--- SOURCE RECORDS ---

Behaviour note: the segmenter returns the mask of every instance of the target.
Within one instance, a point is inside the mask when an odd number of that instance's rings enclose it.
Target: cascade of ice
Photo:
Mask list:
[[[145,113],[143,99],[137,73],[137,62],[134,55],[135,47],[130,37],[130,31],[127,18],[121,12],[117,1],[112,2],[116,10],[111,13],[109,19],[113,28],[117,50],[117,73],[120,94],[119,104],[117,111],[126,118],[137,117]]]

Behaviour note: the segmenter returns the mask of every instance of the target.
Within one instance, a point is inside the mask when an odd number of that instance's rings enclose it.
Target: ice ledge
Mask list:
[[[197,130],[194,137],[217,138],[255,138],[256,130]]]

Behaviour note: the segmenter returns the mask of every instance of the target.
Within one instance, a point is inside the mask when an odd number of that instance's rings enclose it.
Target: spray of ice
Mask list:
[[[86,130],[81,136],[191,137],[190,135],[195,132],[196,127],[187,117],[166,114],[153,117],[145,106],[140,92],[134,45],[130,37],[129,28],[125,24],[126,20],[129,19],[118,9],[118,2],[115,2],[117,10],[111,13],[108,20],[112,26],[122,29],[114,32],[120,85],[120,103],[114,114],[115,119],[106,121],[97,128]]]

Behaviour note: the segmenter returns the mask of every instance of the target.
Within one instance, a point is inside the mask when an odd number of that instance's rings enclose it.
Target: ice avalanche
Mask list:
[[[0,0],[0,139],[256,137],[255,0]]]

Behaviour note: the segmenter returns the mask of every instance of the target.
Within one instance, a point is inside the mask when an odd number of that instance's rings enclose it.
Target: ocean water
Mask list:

---

* **WHAT THE EXERCISE ASKS**:
Render all of the records above as a Markdown table with two columns, Row and Line, giving each non-blank line its own numbered row and omitting blank lines.

* **WORKED ANSWER**:
| Row | Line |
|---|---|
| 1 | Behaviour note: the segmenter returns the mask of every instance of the target. |
| 2 | Within one instance, a point is inside the mask when an odd number of that instance's rings enclose it. |
| 3 | Target: cascade of ice |
| 4 | Photo: |
| 5 | Mask list: |
| 6 | [[[145,113],[143,99],[137,73],[137,62],[134,55],[135,47],[130,37],[130,31],[127,18],[121,12],[117,1],[112,2],[116,10],[111,13],[109,19],[113,28],[117,50],[117,73],[120,94],[119,104],[117,111],[126,118],[137,117]]] |
| 7 | Behaviour note: the segmenter returns the mask of every instance of the target. |
| 8 | Within one instance, a point is inside the mask when an odd number of that instance's rings enclose it. |
| 9 | Target: ice ledge |
| 10 | Mask list: |
| 11 | [[[197,130],[194,137],[217,138],[255,138],[256,130]]] |
| 12 | Behaviour note: the segmenter returns the mask of every instance of the target. |
| 13 | Within one instance, a point is inside the mask when an odd number of that instance's rings enclose it. |
| 14 | Target: spray of ice |
| 15 | Mask list: |
| 16 | [[[86,130],[81,136],[191,137],[190,135],[195,132],[196,127],[187,117],[166,114],[153,117],[145,106],[140,92],[134,45],[130,37],[129,28],[125,24],[126,20],[129,19],[118,9],[118,2],[115,2],[117,10],[111,13],[108,20],[112,26],[122,29],[114,32],[120,85],[120,103],[114,114],[115,119],[106,121],[97,128]]] |
| 17 | Behaviour note: the segmenter returns the mask of every instance of the target. |
| 18 | Within one instance, a point is inside the mask when an odd number of that instance's rings enclose it. |
| 19 | Target: ice avalanche |
| 20 | Mask list: |
| 21 | [[[0,0],[0,139],[256,137],[255,0]]] |
| 22 | Behaviour note: the segmenter returns the mask of every instance of the target. |
| 23 | Within one instance, a point is inside the mask when an odd number of that instance's rings enclose it. |
| 24 | Target: ocean water |
| 25 | Mask list: |